» **CONSEGNA 1**
Ricopia un passo del brano sulla legge di stabilità, partendo dalle parole "In tal senso, mi" e fermandoti dopo "poveri e ricchi.".
==== ESTRATTO DELLA PAGINA
In tal senso, mi hanno stupito le dure riserve sollevate da una parte del sindacato che, pure, ha fatto, in questi mesi, del fisco la propria battaglia. Anche perché la detassazione dei contratti di produttività, che la legge di stabilità riconferma, va incontro al buon esito del confronto aperto tra le parti sociali.
Semmai, nel corso dell'esame parlamentare, andrà valutato se la quantità stanziata (circa 5 miliardi), non sia meglio destinarla alle detrazioni per la famiglia, il lavoro e l'impresa, anziché all'Irpef dalla cui riduzione, individualmente modesta, finirebbero per goderne tutti, poveri e ricchi.
Va aggiunto nell'elenco degli aspetti interessanti l'attuazione della direttiva sui pagamenti della pubblica amministrazione. Ma, questa scelta opportuna, oltre che dovuta, dovrebbe portare il governo, non solo a "rottamare" il patto di stabilità, ma anche, per il principio dei vasi comunicanti, a non insistere ancora sui tagli ai servizi pubblici, pena o la inapplicabilità della direttiva (con conseguenti sanzioni) o un incremento delle tasse locali che finirebbe (come è già successo per il primo modulo fiscale di qualche anno fa) per vanificare la riduzione fiscale, a qualsiasi titolo venga erogata. E, a proposito di tasse, va nella giusta direzione anche quella sulle transazioni finanziarie. Un intervento che segna il ritorno della politica per penalizzare non i mercati, ma la rendita e fa assumere all'Italia un ruolo traino in Europa.
========
» **CONSEGNA 2**
Filtra le registrazioni e trascrivi ogni riga in cui compare la parola "mask".
==== REGISTRAZIONI ARCHIVIATE
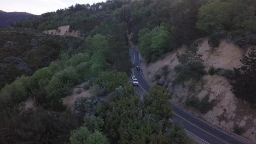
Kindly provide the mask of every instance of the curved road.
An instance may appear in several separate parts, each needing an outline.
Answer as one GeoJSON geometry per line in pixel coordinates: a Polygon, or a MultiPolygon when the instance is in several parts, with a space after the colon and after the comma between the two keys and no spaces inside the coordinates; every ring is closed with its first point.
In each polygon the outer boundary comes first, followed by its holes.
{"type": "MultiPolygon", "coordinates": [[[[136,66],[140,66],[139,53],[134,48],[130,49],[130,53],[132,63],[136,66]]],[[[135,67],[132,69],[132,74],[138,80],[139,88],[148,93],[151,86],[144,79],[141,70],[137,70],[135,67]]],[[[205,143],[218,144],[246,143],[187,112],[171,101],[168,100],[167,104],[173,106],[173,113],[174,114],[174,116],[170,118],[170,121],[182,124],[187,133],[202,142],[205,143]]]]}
========
==== REGISTRAZIONI ARCHIVIATE
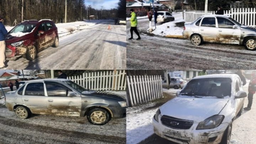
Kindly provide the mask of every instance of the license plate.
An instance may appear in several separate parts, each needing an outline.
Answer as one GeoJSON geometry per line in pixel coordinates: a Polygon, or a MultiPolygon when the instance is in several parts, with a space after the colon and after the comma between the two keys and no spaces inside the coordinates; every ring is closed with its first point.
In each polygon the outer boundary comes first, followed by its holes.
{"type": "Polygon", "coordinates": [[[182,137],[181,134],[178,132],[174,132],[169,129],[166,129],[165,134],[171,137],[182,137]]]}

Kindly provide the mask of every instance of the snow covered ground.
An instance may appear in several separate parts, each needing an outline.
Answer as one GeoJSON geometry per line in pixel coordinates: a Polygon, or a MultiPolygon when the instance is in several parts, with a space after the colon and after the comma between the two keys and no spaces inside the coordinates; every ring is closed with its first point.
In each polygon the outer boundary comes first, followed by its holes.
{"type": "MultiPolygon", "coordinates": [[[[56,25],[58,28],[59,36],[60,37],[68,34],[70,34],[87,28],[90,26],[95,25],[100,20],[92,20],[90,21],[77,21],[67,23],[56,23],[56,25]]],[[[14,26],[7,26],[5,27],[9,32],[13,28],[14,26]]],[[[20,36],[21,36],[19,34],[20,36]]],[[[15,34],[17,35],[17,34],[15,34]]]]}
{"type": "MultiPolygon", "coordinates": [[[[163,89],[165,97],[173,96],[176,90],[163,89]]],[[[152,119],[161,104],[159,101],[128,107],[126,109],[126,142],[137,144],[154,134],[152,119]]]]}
========
» **RISPOSTA SVOLTA 1**
In tal senso, mi hanno stupito le dure riserve sollevate da una parte del sindacato che, pure, ha fatto, in questi mesi, del fisco la propria battaglia. Anche perché la detassazione dei contratti di produttività, che la legge di stabilità riconferma, va incontro al buon esito del confronto aperto tra le parti sociali.
Semmai, nel corso dell'esame parlamentare, andrà valutato se la quantità stanziata (circa 5 miliardi), non sia meglio destinarla alle detrazioni per la famiglia, il lavoro e l'impresa, anziché all'Irpef dalla cui riduzione, individualmente modesta, finirebbero per goderne tutti, poveri e ricchi.

» **RISPOSTA SVOLTA 2**
Kindly provide the mask of every instance of the curved road.
Kindly provide the mask of every instance of the license plate.
Kindly provide the mask of every instance of the snow covered ground.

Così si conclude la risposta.